◆ **Document excerpt**
There is little doubt that this proposed stop-gap initiative has the potential to trigger much-needed treatment benefits for those veterans suffering urgent mental health issues. At the same time, it still begs the larger question as to whether VAC is prepared in relation to the overall adjudication of disability benefits to fully operationalize the requisite systemic measures needed to mitigate the pervasive administrative and bureaucratic delays currently confronting Canadian veterans and their families.  

As a preliminary observation, we would submit that it is extremely important that the disability application for mental health conditions in question is taken at face value in order for this new policy to be fully effective. We are concerned in this context that, in the body of the VAC Regulatory Impact Analysis, the following statement is found:

“Coverage under the Mental Health Benefits would

  • be automatic upon validation of key information in the disability benefits application for specified mental health conditions…”

We trust that this phraseology does not imply that substantial scrutiny is required to grant treatment benefit eligibility to the disabled veteran involved. The whole purpose of the VHCR amendments would be defeated if this apparent prerequisite presents an inappropriate procedural obstacle to the immediate granting of treatment benefits.

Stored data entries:

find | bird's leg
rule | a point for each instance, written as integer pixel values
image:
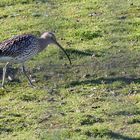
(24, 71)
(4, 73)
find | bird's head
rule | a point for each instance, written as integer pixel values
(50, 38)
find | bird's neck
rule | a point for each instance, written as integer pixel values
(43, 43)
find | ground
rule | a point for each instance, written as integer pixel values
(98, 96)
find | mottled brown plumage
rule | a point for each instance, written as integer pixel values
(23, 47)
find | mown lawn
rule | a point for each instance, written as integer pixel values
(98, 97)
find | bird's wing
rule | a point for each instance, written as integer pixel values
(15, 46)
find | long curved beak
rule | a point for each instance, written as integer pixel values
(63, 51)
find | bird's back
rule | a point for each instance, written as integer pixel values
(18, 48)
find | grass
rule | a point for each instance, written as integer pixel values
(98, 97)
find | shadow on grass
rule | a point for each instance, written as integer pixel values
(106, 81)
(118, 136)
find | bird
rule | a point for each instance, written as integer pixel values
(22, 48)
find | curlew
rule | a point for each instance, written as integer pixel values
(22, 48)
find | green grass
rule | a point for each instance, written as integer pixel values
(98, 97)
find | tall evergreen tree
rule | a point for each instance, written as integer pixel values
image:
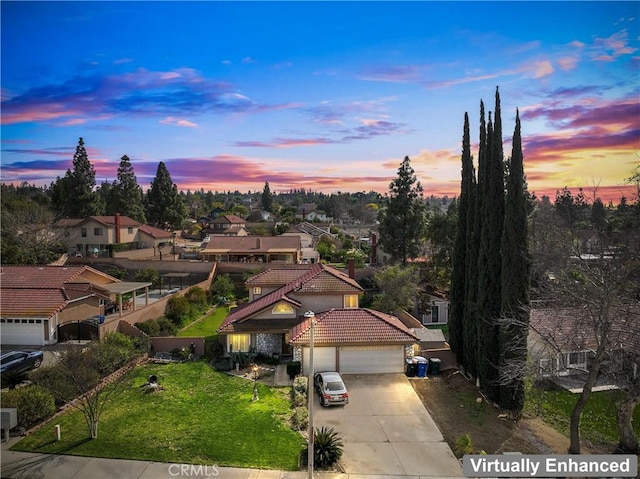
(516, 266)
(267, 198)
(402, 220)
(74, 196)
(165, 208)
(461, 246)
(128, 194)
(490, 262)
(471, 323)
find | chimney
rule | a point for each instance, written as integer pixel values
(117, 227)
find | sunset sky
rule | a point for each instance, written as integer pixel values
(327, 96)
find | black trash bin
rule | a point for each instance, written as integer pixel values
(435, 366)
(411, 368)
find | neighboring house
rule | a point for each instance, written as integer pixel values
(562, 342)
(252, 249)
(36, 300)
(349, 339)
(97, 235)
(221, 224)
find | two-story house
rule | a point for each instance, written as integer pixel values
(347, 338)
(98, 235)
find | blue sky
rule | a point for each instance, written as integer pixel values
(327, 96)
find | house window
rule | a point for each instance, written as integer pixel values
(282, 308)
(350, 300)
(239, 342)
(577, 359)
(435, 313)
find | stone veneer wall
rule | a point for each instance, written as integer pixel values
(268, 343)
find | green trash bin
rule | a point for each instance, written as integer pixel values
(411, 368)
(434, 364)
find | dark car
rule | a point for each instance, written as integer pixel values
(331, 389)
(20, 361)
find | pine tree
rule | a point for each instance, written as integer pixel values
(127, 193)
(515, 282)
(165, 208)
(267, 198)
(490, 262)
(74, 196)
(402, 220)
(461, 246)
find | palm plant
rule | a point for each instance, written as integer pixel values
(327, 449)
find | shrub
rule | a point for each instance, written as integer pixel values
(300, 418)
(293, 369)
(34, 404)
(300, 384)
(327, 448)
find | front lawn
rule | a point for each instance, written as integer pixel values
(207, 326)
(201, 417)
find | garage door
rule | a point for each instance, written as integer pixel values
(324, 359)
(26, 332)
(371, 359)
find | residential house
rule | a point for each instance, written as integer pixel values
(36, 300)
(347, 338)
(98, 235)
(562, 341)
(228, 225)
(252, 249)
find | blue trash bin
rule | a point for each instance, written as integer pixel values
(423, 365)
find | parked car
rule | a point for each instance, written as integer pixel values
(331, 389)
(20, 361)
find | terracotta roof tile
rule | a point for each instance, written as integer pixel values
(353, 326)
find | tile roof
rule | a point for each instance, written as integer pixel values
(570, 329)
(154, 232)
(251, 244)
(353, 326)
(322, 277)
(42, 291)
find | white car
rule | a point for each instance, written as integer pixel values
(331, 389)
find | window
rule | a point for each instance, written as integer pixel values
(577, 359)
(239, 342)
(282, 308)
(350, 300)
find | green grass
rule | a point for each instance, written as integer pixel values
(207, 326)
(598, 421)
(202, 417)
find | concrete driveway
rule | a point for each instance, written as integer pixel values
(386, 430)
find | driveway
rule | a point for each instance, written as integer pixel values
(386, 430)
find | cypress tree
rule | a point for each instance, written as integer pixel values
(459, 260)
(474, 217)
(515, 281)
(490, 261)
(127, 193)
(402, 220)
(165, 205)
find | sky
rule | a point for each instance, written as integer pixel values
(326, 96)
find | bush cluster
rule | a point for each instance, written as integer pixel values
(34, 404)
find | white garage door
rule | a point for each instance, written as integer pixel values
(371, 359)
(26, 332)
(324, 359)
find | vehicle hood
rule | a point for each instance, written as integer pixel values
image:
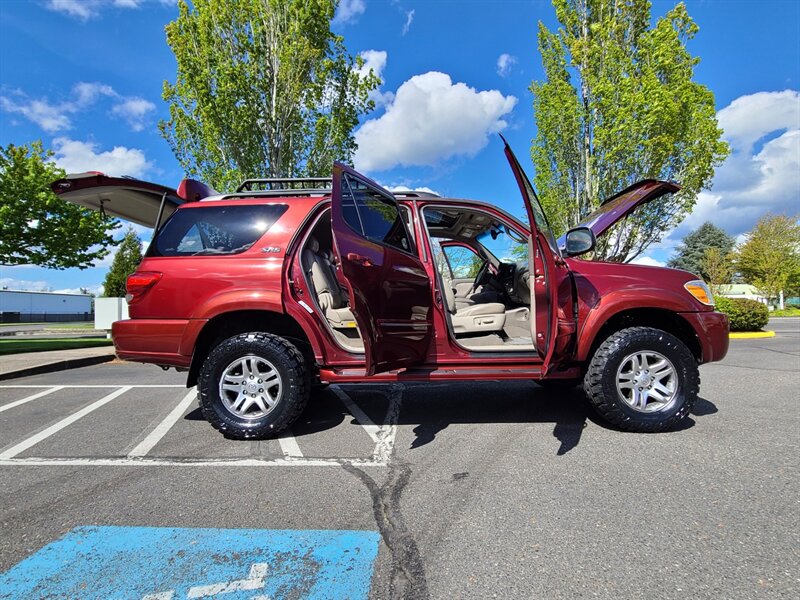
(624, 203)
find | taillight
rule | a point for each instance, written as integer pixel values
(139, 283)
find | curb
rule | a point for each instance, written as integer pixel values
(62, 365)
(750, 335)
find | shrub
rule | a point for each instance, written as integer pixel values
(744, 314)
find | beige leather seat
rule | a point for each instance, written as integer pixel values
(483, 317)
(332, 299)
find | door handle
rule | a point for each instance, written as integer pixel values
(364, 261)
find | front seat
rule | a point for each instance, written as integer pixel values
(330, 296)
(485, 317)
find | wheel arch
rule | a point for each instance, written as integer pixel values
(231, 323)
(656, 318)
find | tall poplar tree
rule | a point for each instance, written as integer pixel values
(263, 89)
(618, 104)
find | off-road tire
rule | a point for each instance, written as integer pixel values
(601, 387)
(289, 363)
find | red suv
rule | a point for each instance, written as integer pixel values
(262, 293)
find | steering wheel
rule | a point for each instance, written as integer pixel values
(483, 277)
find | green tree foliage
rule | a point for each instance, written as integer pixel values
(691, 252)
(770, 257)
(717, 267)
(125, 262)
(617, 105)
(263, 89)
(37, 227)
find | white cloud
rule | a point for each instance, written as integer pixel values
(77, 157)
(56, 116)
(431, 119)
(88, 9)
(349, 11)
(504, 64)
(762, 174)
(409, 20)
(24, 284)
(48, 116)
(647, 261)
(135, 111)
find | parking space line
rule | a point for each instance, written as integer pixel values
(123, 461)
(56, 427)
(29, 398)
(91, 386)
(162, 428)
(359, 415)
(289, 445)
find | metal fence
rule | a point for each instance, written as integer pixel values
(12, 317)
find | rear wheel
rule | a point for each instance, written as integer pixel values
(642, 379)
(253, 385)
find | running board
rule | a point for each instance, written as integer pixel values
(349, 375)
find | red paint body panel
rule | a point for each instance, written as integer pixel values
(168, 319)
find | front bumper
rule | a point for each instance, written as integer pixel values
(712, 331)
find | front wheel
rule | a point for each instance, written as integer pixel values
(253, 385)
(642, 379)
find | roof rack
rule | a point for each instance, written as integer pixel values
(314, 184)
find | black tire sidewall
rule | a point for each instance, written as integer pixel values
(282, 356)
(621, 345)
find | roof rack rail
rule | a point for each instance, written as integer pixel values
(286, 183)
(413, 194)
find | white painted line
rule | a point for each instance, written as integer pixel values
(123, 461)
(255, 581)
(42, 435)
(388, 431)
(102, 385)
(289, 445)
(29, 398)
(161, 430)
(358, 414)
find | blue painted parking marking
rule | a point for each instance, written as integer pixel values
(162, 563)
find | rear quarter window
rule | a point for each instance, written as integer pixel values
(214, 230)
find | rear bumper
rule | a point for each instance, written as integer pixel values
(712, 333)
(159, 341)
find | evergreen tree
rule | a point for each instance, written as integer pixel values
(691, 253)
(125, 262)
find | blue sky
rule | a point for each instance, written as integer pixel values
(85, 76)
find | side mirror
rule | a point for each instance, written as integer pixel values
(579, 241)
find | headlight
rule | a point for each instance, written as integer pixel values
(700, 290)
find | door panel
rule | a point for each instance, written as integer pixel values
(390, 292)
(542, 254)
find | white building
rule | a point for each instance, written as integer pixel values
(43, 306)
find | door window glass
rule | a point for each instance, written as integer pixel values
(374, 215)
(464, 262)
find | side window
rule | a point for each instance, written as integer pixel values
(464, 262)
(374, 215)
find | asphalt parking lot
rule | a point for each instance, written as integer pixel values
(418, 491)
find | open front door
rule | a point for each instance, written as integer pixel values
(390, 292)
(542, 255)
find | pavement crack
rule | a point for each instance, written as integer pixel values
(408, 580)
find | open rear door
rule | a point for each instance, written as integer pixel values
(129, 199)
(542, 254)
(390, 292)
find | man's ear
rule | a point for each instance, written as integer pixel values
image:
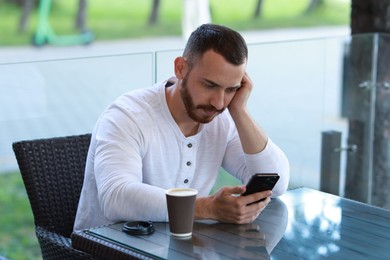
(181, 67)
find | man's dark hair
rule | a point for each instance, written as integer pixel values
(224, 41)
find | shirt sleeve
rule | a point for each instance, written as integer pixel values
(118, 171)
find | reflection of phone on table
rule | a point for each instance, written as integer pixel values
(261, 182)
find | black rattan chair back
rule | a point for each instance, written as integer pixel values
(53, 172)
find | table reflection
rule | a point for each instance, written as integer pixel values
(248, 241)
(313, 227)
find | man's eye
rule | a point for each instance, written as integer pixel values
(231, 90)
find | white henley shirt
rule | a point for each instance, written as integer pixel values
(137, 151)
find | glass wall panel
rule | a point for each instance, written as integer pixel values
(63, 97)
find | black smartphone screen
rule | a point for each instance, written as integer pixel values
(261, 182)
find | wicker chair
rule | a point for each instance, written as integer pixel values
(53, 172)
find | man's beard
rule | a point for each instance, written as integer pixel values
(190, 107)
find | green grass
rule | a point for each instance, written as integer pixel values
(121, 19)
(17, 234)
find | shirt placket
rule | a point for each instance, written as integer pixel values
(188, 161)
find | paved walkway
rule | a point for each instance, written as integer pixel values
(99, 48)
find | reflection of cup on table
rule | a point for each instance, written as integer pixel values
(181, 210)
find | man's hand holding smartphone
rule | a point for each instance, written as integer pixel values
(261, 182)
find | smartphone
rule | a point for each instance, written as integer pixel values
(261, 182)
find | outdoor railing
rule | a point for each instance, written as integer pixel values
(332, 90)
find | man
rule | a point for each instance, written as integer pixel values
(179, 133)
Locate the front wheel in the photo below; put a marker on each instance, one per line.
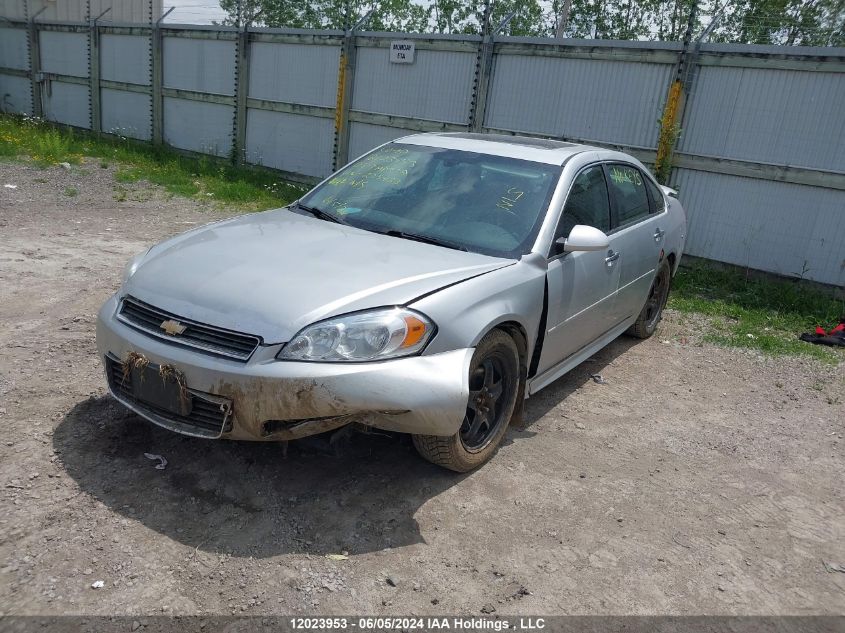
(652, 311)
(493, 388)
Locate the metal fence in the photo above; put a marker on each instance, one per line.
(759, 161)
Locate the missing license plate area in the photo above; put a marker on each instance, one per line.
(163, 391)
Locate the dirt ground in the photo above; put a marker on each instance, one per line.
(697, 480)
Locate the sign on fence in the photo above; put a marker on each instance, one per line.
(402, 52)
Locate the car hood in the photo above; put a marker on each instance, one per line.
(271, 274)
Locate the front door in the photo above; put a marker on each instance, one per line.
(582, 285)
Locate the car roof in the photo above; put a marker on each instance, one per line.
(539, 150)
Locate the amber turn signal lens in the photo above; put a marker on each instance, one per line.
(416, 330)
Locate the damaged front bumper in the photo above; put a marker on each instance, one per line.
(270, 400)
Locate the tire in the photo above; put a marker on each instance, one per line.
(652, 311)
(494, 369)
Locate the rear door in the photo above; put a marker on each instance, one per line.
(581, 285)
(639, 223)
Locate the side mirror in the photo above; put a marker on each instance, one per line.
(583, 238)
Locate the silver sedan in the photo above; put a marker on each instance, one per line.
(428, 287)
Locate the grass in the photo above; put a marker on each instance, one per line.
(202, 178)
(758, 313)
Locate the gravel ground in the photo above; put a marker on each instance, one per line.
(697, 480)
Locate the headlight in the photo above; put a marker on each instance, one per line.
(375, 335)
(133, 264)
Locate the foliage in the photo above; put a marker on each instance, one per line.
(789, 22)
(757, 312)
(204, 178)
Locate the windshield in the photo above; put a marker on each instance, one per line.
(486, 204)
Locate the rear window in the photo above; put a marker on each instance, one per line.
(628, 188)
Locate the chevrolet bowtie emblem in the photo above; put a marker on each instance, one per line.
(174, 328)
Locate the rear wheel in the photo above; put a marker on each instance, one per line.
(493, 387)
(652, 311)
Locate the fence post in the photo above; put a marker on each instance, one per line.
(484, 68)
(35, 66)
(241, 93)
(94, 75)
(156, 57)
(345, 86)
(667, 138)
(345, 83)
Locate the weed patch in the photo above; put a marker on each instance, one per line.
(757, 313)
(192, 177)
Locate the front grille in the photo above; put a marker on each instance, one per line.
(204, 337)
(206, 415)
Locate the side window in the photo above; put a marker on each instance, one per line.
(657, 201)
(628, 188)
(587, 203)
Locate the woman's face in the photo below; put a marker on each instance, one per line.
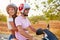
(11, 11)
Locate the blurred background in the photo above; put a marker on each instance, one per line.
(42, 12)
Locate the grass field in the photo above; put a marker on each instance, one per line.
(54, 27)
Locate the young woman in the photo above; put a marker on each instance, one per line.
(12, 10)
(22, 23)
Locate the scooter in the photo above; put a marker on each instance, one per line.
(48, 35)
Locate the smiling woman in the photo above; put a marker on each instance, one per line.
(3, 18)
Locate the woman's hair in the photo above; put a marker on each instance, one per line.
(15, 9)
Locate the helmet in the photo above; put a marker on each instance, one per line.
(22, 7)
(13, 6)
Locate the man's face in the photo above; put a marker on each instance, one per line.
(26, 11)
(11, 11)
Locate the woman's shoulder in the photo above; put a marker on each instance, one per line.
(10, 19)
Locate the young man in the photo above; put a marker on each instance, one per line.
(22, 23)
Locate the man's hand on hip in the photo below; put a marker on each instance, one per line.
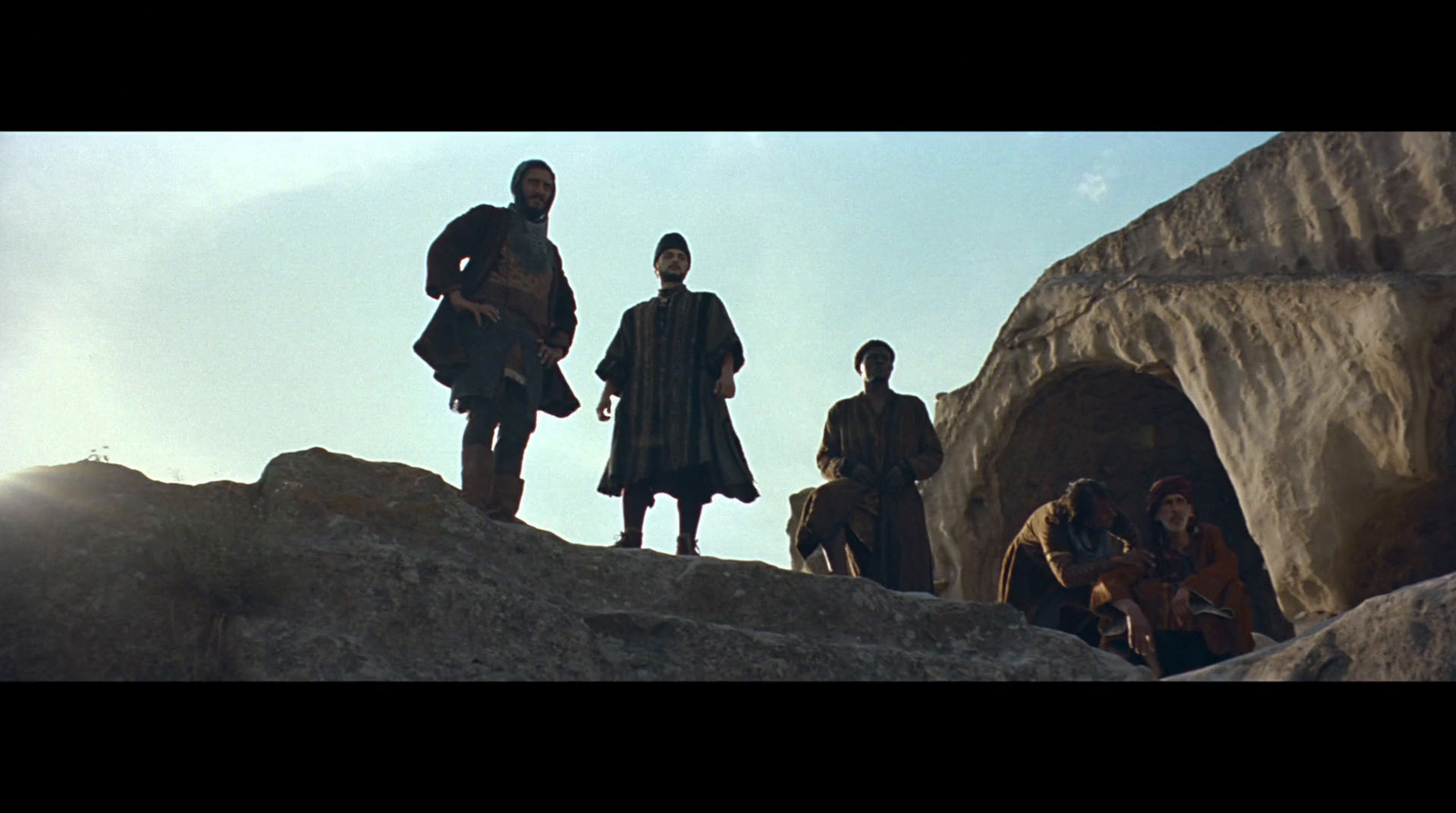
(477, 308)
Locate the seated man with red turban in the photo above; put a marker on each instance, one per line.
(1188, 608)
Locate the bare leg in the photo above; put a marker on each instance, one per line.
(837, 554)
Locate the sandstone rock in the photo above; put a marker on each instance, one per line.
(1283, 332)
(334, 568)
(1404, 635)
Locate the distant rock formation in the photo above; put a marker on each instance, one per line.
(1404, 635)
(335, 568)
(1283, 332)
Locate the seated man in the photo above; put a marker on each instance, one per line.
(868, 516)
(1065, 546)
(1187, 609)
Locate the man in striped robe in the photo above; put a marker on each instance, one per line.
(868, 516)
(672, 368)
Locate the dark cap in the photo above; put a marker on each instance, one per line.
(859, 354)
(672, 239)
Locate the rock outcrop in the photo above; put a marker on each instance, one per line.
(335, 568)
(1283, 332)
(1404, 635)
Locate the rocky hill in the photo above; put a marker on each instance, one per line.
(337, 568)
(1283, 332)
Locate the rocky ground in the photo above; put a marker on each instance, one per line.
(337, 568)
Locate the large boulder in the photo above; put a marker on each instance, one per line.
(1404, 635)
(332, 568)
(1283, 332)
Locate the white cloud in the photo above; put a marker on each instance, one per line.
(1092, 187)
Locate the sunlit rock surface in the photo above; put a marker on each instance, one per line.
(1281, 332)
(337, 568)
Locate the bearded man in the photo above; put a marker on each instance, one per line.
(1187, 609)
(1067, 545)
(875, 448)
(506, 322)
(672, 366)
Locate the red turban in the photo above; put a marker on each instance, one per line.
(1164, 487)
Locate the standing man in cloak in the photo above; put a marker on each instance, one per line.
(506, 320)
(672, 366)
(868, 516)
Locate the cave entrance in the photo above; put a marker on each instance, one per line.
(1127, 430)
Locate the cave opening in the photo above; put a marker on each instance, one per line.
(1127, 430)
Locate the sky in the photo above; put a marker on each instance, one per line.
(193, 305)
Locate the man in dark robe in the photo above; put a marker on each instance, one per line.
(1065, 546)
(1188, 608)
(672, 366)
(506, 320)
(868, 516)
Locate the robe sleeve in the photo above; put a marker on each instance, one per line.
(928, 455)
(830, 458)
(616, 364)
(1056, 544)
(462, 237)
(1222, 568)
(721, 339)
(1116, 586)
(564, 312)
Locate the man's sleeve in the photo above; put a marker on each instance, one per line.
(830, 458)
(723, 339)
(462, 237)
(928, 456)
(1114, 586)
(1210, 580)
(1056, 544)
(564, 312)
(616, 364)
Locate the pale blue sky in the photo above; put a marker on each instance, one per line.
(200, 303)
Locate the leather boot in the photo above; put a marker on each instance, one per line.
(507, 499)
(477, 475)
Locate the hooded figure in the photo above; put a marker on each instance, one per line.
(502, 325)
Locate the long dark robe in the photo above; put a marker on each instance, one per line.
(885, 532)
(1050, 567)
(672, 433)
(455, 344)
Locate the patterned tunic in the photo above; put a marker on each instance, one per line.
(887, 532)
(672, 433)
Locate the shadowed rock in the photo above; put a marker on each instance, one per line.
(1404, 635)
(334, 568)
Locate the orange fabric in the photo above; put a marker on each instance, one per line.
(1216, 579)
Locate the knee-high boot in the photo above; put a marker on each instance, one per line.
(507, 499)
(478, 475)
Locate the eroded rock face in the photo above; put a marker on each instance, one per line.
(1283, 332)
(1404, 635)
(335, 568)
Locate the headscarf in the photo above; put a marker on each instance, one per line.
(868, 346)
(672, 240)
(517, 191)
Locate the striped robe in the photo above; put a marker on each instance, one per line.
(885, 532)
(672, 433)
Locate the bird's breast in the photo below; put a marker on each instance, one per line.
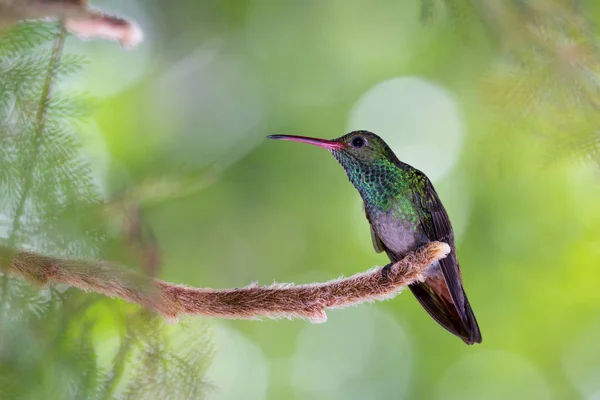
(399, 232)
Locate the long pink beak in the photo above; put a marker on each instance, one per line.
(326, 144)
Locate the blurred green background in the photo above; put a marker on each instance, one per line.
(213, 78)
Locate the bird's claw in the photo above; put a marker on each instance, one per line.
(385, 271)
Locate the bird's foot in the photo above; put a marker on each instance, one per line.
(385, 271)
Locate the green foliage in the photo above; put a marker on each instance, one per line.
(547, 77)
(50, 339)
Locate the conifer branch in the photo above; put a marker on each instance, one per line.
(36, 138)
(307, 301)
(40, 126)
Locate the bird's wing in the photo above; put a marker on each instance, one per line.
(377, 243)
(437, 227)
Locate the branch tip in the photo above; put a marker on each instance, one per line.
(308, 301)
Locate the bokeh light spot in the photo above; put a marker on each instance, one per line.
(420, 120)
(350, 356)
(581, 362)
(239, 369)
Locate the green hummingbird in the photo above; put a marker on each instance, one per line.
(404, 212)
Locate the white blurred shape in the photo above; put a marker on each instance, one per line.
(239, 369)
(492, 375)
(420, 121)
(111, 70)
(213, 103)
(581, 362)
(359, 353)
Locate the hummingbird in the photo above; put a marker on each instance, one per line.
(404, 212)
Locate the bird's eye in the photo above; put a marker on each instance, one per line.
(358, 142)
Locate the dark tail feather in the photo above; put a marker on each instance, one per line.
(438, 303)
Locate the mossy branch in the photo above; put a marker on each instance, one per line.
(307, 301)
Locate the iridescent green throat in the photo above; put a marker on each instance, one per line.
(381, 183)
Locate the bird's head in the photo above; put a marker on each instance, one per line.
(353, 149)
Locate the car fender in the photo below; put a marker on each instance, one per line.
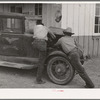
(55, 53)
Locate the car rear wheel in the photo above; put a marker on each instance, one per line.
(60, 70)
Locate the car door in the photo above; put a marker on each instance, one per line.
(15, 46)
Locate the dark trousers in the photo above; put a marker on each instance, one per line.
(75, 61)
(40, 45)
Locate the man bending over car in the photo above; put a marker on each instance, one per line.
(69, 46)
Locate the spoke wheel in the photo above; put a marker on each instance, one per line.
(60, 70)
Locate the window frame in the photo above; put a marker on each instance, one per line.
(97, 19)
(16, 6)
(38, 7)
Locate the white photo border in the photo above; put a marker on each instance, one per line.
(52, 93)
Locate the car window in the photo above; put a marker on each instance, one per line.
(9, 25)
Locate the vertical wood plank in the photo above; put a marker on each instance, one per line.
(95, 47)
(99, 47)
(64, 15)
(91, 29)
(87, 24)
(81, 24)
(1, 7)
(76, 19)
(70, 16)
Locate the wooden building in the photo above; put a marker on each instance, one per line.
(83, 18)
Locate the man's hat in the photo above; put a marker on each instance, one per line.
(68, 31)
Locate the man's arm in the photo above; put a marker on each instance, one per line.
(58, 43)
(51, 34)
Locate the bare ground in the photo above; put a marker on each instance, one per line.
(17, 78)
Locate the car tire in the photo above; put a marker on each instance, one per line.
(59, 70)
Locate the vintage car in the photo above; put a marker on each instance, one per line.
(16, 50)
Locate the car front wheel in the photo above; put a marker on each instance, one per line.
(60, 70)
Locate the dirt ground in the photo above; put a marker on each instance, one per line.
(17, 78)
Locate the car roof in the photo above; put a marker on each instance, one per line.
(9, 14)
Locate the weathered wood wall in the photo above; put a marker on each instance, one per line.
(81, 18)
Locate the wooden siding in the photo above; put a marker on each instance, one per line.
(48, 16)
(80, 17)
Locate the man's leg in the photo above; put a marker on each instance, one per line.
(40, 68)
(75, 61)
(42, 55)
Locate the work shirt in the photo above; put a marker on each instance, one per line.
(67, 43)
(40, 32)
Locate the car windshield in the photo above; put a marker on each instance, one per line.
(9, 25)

◆ **Required action A**
Summarize the text on veterans' mental health benefits in two sentences.
◆ **Required action B**
List every kind of benefit named in the text on veterans' mental health benefits.

◆ **Problem solution A**
The proposed stop-gap initiative could bring much-needed treatment benefits to veterans with urgent mental health issues, but it leaves open whether VAC is prepared to address the administrative and bureaucratic delays in adjudicating disability benefits. The writers stress that mental health disability applications must be taken at face value, and they warn that the VAC Regulatory Impact Analysis wording on "validation of key information" could become a procedural obstacle that would defeat the purpose of the VHCR amendments.

◆ **Problem solution B**
- treatment benefits
- disability benefits
- Mental Health Benefits